■ **Work required**: When a line of the material has the word "concrete" in it, copy that line.

■ **Exercise data**:
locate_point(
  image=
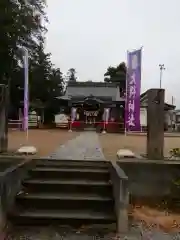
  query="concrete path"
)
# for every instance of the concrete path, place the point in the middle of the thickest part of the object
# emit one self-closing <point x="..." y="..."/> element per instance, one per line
<point x="84" y="147"/>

■ **Result of this exercise**:
  query="concrete path"
# for every instance of the concrete path, place the point in the middle of the thickest part of the object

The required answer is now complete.